#### Fonte:
•••••

O filme, que já passou por muitos festivais nacionais (e alguns internacionais), foi aplaudido com tamanha energia (afinal, jogou “em casa”), que já tem pelo menos um troféu assegurado – o do júri popular. Afinal, a plateia reconhecia (e aplaudia) cada uma de suas tiradas, seus atores (Konká e Elídio são festejadíssimos na cena artística capixaba), seus cenários e os temas de sua descolada trilha sonora.

Ano passado, Carlos Segundo, mineiro-paulista-potiguar (ele é professor da Universidade Federal do Rio Grande do Norte), conquistou o Troféu Vitória com seu curta “Sideral”, que, nos meses seguintes, apareceria na lista de semi-finalistas ao Oscar.

Autor de um longa-metragem experimental (“Fendas”) e de meia dúzia de curtas, o realizador vai, finalmente, dedicar-se a seu primeiro longa de ficção, “Leite em Pó”. A excelência narrativa de “Sideral” (filmado em Natal e Paramirim) e de “Big Bang”, prodígio de concisão, direção de atores e reviravoltas na trama, o credenciou a obter parcerias com produtores internacionais.

O mesmo não se passou com o mineiro (de Cordisburgo) Marco Antônio Pereira, que tem seu quinto curta-metragem – “A Última Vez em que Vi Deus Chorar” – na competição capixaba. O cordisburguense fez significativa carreira em festivais nacionais e internacionais e recebeu promessas de parceria de coprodução estrangeira para sua estreia no longa. Mas, na hora do frigir dos ovos, os produtores resolveram não arriscar dinheiro na ficção de longa duração do autor de filmes livres e anti-narrativos (o mineiro os define como “poéticos”).

Marco Antônio, que esteve no Festival de Gramado e se fez representar, em Vitória, pela atriz Cibeli Zeôdi, vai levar o projeto de seu primeiro longa à Mostra CineBH, que acontece, semana que vem, na capital mineira. Irá discuti-lo com possíveis coprodutores.

Hoje, sexta-feira, o festival capixaba exibirá mais dois longas-metragens de sua competição no formato – o catarinense “Porto Príncipe”, de Maria Emília Azevedo, e o paulista “Jovem que Desceu do Norte”, de Ana Teixeira. E prestará homenagem aos 25 anos do Canal Brasil, espaço televisivo dedicado à difusão do audiovisual brasileiro. André Saddy, que dirige a emissora, multiplicada no streaming pela Globoplay, terá que rebolar para causar o mesmo e aliciador efeito obtido pela “poetriz”.

Primeiro um registro: os artistas capixabas fizeram da noite de quinta-feira uma verdadeira dança contra o tempo. A equipe de “Remendo”, composta com 21 integrantes, deu voz a cada um deles, todos presentes (e falantes) no palco. A “discurseira” durou bem mais que o curta-metragem (de 20 minutos).

•••••

#### Material fornecido:
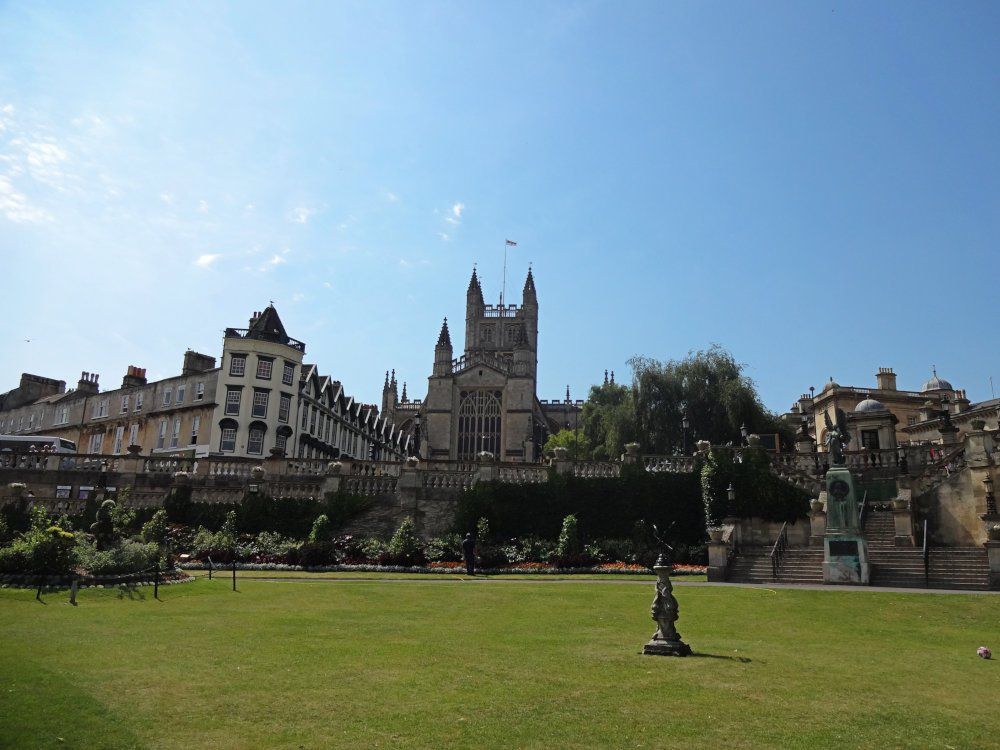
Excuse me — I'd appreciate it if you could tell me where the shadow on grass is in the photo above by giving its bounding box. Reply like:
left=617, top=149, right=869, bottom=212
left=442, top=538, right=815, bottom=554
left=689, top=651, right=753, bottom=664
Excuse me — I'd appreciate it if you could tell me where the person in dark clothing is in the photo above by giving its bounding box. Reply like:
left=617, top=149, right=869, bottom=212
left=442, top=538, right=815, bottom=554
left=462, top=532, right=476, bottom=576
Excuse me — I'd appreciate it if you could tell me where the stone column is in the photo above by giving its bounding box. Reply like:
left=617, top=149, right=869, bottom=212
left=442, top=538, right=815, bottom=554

•••••

#### Tarefa proposta 1:
Na reportagem sobre o festival de cinema capixaba, qual curta rendeu a Carlos Segundo o Troféu Vitória no ano passado?
#### Tarefa proposta 2:
Escreva a continuação da reportagem sobre o festival de cinema capixaba a partir do último parágrafo.
Os registros foram tirados de outra origem.

#### Resposta escrita 1:
O curta "Sideral".

#### Resposta escrita 2:
Já Elisa Lucinda, que também fez uso elástico do tempo (e bota elástico nisso), não cansou ninguém. Senhora de seus ofícios (domínio de palco e com muito o que dizer, tudo banhado em fina ironia e bom-humor), ela fez por merecer todos os aplausos recebidos.

Sem traços egóicos, dividiu o palco, com generosidade (ou sororidade, palavra da moda) com sua professora Maria Filina, de 94 anos. Dona de espantosa memória e de raro senso de humor, a elegante Filina contou histórias, elogiou a discípula e interpretou dois longos poemas elisianos.

A homenageada não chamou a mestra (vestidas, ambas, como estrelas de cinema) ao palco para fazer média com gente ilustre de seu estado natal. De forma alguma. Dividiu, isto sim, o protagonismo com a encantadora, culta e antenada senhora, amante da poesia, da qual se fez difusora, com pegada moderna. Nunca apreciou declamações condoreiras. Mas, sim, o “dizer o verso” com coloquialidade, como se fosse “uma conversa poética”.

Elisa Lucinda desejava que a nonagenária Filina permanecesse no palco, a seu lado. Foi a “conversadora de poemas” quem decidiu deixar o espaço inteiro para a “poetriz” e conterrânea, que atuou em “A Bela Palomera”, “O Pai da Rita”, entre outros filmes, e na recente telenovela global “Vai na Fé”. E que, há 21 anos, defende nos mais diversos palcos, o espetáculo literário “Parem de Falar Mal da Rotina”.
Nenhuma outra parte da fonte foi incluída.